AI is now essential infrastructure, powered by AI factories that generate intelligence in the form of tokens. As demand grows, these factories must scale faster, operate more efficiently, and lower the cost of intelligence across the five-layer stack: energy, chips, infrastructure, models, and applications.
NVIDIA DSX platform provides the complete playbook for designing, simulating, building, and operating AI factories, aligning every layer of the stack across compute, software, facilities, and partner technologies through a common co-designed architecture.
The DSX platform now includes DSX OS software to accelerate AI factory deployments and improve operational efficiency. DSX OS includes open source, modular software components and related NVIDIA technologies purpose-built for operating and scaling multi-tenant AI factories.
Together, DSX OS components enable NVIDIA DSX’s AI factory ecosystem to adopt the latest in agentic AI infrastructure software across the full stack, improving tokens per watt and lowering token cost, accelerating deployment, and strengthening operational reliability and resiliency.
Figure 1: NVIDIA DSX OS software in the DSX platform. DSX OS provides the open-source software for AI factory operations
Why DSX OS matters to the AI factory ecosystem
AI factories must perform optimally in order to maximize the number of tokens they produce relative to the watts they consume, and bring real value to the operators.
★ ★ ★
*REQUIRED ACTION A:*
List the five layers of the stack that the AI factory text names.
★ ★ ★
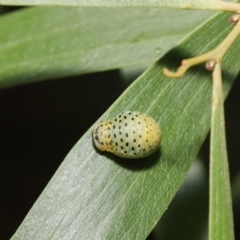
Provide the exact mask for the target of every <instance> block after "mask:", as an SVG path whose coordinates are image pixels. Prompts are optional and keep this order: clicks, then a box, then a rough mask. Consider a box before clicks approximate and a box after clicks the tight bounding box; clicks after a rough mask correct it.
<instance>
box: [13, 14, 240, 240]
mask: <svg viewBox="0 0 240 240" xmlns="http://www.w3.org/2000/svg"><path fill="white" fill-rule="evenodd" d="M228 17H229V14H223V13H221V14H218V15H217V16H216V17H214V18H212V19H211V20H210V21H208V22H207V23H205V24H204V25H203V26H201V27H200V28H198V29H197V30H196V31H195V32H193V33H192V34H191V35H190V36H189V37H188V38H186V39H185V40H184V41H183V42H182V43H181V44H180V45H179V46H178V47H177V48H175V49H173V50H172V51H170V52H169V53H168V54H167V55H166V56H165V57H163V58H162V59H161V60H160V61H158V62H157V63H156V64H155V65H154V66H152V67H151V68H150V69H149V70H148V71H146V72H145V73H144V74H143V75H142V76H140V77H139V78H138V79H137V80H136V81H135V82H134V83H133V84H132V85H131V86H130V87H129V88H128V89H127V90H126V91H125V92H124V93H123V94H122V96H121V97H120V98H119V99H118V100H117V101H116V102H115V103H114V104H113V105H112V107H111V108H110V109H109V110H108V111H107V112H106V113H105V114H104V115H103V116H102V118H101V119H106V118H108V117H110V116H114V115H115V114H117V113H119V112H122V111H124V110H135V111H143V112H146V113H148V114H149V115H151V116H152V117H154V118H155V119H156V121H157V122H158V123H159V125H160V126H161V129H162V142H161V146H160V150H159V151H158V152H156V153H155V154H153V155H151V156H149V157H148V158H146V159H142V160H129V159H128V160H127V159H120V158H118V157H115V156H113V155H111V154H106V153H100V152H98V151H97V150H96V149H95V148H94V147H93V144H92V136H91V133H92V128H90V129H89V131H87V132H86V134H85V135H84V136H83V137H82V138H81V139H80V140H79V142H78V143H77V144H76V145H75V146H74V147H73V149H72V150H71V151H70V152H69V154H68V155H67V157H66V159H65V160H64V162H63V163H62V165H61V166H60V168H59V169H58V171H57V172H56V174H55V175H54V177H53V178H52V180H51V181H50V183H49V184H48V186H47V187H46V188H45V190H44V191H43V193H42V194H41V196H40V197H39V199H38V200H37V202H36V203H35V204H34V206H33V208H32V209H31V211H30V212H29V214H28V215H27V217H26V218H25V220H24V221H23V223H22V225H21V226H20V228H19V229H18V231H17V232H16V234H15V235H14V236H13V237H12V239H14V240H19V239H24V240H28V239H29V240H32V239H39V240H40V239H41V240H43V239H52V240H53V239H56V240H59V239H77V240H79V239H138V240H140V239H146V237H147V235H148V234H149V232H150V231H151V230H152V229H153V227H154V226H155V224H156V223H157V221H158V220H159V218H160V217H161V215H162V214H163V213H164V212H165V211H166V209H167V207H168V205H169V203H170V201H171V200H172V198H173V197H174V195H175V193H176V191H177V190H178V188H179V186H180V185H181V183H182V181H183V179H184V177H185V175H186V173H187V172H188V169H189V167H190V166H191V164H192V162H193V161H194V159H195V157H196V155H197V152H198V150H199V148H200V147H201V145H202V143H203V141H204V139H205V137H206V135H207V133H208V131H209V127H210V108H211V107H210V106H211V87H212V81H211V76H210V73H208V72H206V70H205V69H204V68H203V67H196V68H193V69H192V70H191V71H189V72H188V73H187V75H186V76H185V77H184V78H182V79H180V80H173V79H168V78H166V77H165V76H163V75H162V68H163V67H164V66H168V67H172V68H175V67H176V66H177V65H178V64H179V62H180V60H181V59H182V58H184V57H186V56H188V57H189V56H192V55H194V54H200V53H203V52H206V51H208V50H210V49H212V48H213V47H214V46H215V45H216V44H218V43H219V42H220V41H222V39H223V38H224V37H225V36H226V35H227V34H228V32H229V31H230V28H231V27H232V26H231V25H230V23H229V22H228ZM206 39H208V41H206ZM239 51H240V41H237V42H236V44H234V46H233V47H232V48H231V49H230V51H229V53H228V54H227V56H226V58H225V60H224V63H223V66H224V67H223V71H224V78H225V77H226V78H227V81H226V82H225V84H224V90H225V94H227V93H228V91H229V90H230V88H231V86H232V84H233V81H234V78H235V77H236V75H237V74H238V72H239V66H240V64H239V63H240V60H239V58H238V57H237V55H238V53H239ZM173 59H175V60H176V62H175V65H174V66H172V65H171V64H173ZM103 84H104V83H103ZM104 94H107V93H103V95H104ZM93 97H94V96H93Z"/></svg>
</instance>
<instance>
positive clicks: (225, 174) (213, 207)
mask: <svg viewBox="0 0 240 240" xmlns="http://www.w3.org/2000/svg"><path fill="white" fill-rule="evenodd" d="M209 205H210V206H209V240H216V239H217V240H233V239H234V233H233V214H232V201H231V191H230V177H229V169H228V159H227V147H226V138H225V121H224V108H223V91H222V78H221V64H220V63H216V65H215V67H214V70H213V92H212V119H211V139H210V203H209Z"/></svg>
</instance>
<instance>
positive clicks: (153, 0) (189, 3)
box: [0, 0, 231, 10]
mask: <svg viewBox="0 0 240 240" xmlns="http://www.w3.org/2000/svg"><path fill="white" fill-rule="evenodd" d="M0 4H6V5H25V6H26V5H66V6H86V7H96V6H97V7H158V8H159V7H161V8H171V7H172V8H181V9H212V10H223V9H222V7H223V6H228V7H229V5H230V4H231V3H229V2H225V1H219V0H184V1H182V0H151V1H147V0H134V1H129V0H118V1H116V0H100V1H99V0H77V1H76V0H0Z"/></svg>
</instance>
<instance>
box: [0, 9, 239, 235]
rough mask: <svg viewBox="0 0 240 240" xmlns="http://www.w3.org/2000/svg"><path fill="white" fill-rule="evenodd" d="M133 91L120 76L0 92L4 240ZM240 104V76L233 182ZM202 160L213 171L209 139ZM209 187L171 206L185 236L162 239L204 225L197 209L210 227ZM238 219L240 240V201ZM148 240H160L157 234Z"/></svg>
mask: <svg viewBox="0 0 240 240" xmlns="http://www.w3.org/2000/svg"><path fill="white" fill-rule="evenodd" d="M15 9H16V8H5V9H4V10H5V11H9V10H15ZM133 79H134V77H133ZM128 85H129V83H126V81H123V79H122V75H121V74H120V72H119V71H117V70H116V71H109V72H102V73H96V74H87V75H82V76H76V77H70V78H65V79H60V80H52V81H46V82H40V83H34V84H29V85H23V86H18V87H13V88H9V89H2V90H0V146H1V152H0V189H1V198H0V226H1V233H0V239H1V240H5V239H6V240H7V239H9V238H10V237H11V236H12V235H13V234H14V232H15V231H16V229H17V228H18V227H19V225H20V224H21V222H22V221H23V219H24V217H25V216H26V214H27V213H28V211H29V210H30V208H31V207H32V205H33V203H34V202H35V201H36V199H37V198H38V196H39V195H40V194H41V192H42V190H43V189H44V187H45V186H46V185H47V183H48V182H49V180H50V179H51V177H52V176H53V174H54V173H55V171H56V170H57V168H58V167H59V165H60V164H61V162H62V161H63V159H64V157H65V156H66V154H67V153H68V152H69V150H70V149H71V148H72V147H73V145H74V144H75V143H76V142H77V141H78V140H79V139H80V138H81V136H82V135H83V134H84V133H85V132H86V130H87V129H88V128H89V127H90V126H91V125H92V124H93V123H94V122H95V121H96V120H97V119H98V118H99V117H100V116H101V114H102V113H103V112H104V111H106V110H107V108H108V107H109V106H110V105H111V104H112V103H113V102H114V101H115V100H116V99H117V98H118V96H119V95H120V94H121V93H122V92H123V91H124V89H126V87H127V86H128ZM239 103H240V76H239V77H238V80H237V81H236V82H235V85H234V87H233V89H232V91H231V92H230V95H229V97H228V99H227V101H226V104H225V115H226V130H227V143H228V154H229V162H230V173H231V177H232V179H234V177H235V176H236V175H237V173H239V170H240V161H239V159H240V125H239V123H240V108H239ZM200 156H201V159H202V163H203V165H204V168H205V169H206V171H208V158H209V137H208V138H207V139H206V142H205V143H204V145H203V147H202V149H201V151H200ZM207 174H208V173H207ZM207 181H208V179H207V180H206V183H205V184H203V186H202V188H201V189H200V190H199V191H198V193H196V194H194V195H193V194H192V196H191V198H190V197H189V194H185V195H184V196H185V198H182V195H181V194H180V193H178V194H177V196H176V198H175V199H174V200H173V202H172V203H171V205H170V206H169V209H170V210H171V209H172V212H171V211H168V212H166V213H165V214H164V216H163V218H162V220H161V221H163V222H164V221H165V222H168V226H169V222H170V225H171V229H170V230H169V232H171V231H172V229H175V231H179V232H178V237H176V238H174V237H167V236H166V238H161V239H168V240H174V239H176V240H181V239H183V238H182V237H181V230H179V229H180V228H181V229H182V231H183V232H184V231H186V229H189V228H191V226H189V224H191V222H192V223H194V221H195V222H196V221H197V220H199V219H197V216H198V215H197V213H196V212H195V211H197V209H194V207H195V208H198V210H200V211H201V212H204V215H205V220H206V221H207V217H208V216H207V210H208V209H207V208H208V202H207V201H208V189H207V184H208V183H207ZM197 199H201V202H200V203H198V201H197ZM179 206H180V207H179ZM177 209H178V210H179V209H180V211H178V210H177ZM181 210H182V211H181ZM173 213H174V214H175V215H173V217H171V214H173ZM234 217H235V230H236V231H235V232H236V239H240V199H239V201H235V202H234ZM169 219H170V220H169ZM187 219H190V220H189V221H187ZM201 220H203V219H201ZM184 224H185V225H184ZM162 226H164V224H163V225H162ZM160 227H161V224H160ZM175 227H176V228H175ZM177 228H178V229H177ZM176 229H177V230H176ZM188 231H189V230H188ZM166 232H168V230H166ZM148 239H149V240H154V239H159V238H157V237H156V234H154V233H151V234H150V235H149V237H148ZM184 240H185V239H184Z"/></svg>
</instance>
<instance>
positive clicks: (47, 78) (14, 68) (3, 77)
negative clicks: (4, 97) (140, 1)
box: [0, 7, 210, 87]
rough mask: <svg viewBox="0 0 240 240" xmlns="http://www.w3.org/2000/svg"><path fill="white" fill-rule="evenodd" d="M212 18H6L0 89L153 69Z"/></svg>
mask: <svg viewBox="0 0 240 240" xmlns="http://www.w3.org/2000/svg"><path fill="white" fill-rule="evenodd" d="M208 16H210V13H209V12H204V13H201V12H200V11H191V12H190V11H188V12H186V11H176V10H165V11H160V10H158V9H109V8H107V9H104V8H101V9H99V8H63V7H54V8H50V7H41V8H29V9H25V10H21V11H18V12H15V13H12V14H8V15H5V16H3V17H1V18H0V29H1V31H0V49H1V54H0V65H1V68H0V87H9V86H14V85H19V84H23V83H29V82H34V81H40V80H46V79H53V78H59V77H64V76H70V75H76V74H83V73H89V72H95V71H101V70H105V69H115V68H121V67H125V66H133V65H140V64H150V63H153V62H154V61H156V60H157V59H158V58H159V57H160V56H162V55H163V54H164V53H165V52H166V51H168V50H169V49H170V48H171V47H172V46H174V45H176V44H177V42H178V41H179V40H180V39H181V38H183V36H185V35H186V34H187V33H188V32H190V31H191V30H192V29H193V28H194V27H196V26H197V25H198V24H199V23H201V22H202V21H204V20H205V19H206V18H207V17H208ZM189 19H191V21H189ZM36 26H37V27H36Z"/></svg>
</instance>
★ ★ ★
*REQUIRED ACTION B:*
Rewrite the records from their first line through the line containing "box: [13, 14, 240, 240]", with "clicks" changed to "points" and nothing else altered. Leave the pictures out.

*EXERCISE RESPONSE A:*
energy, chips, infrastructure, models, applications

*EXERCISE RESPONSE B:*
Provide the exact mask for the target of every <instance> block after "mask:", as an SVG path whose coordinates are image pixels. Prompts are optional and keep this order: points, then a box, then a rough mask. Consider a box before points approximate and a box after points the tight bounding box; points after a rough mask correct it.
<instance>
box: [13, 14, 240, 240]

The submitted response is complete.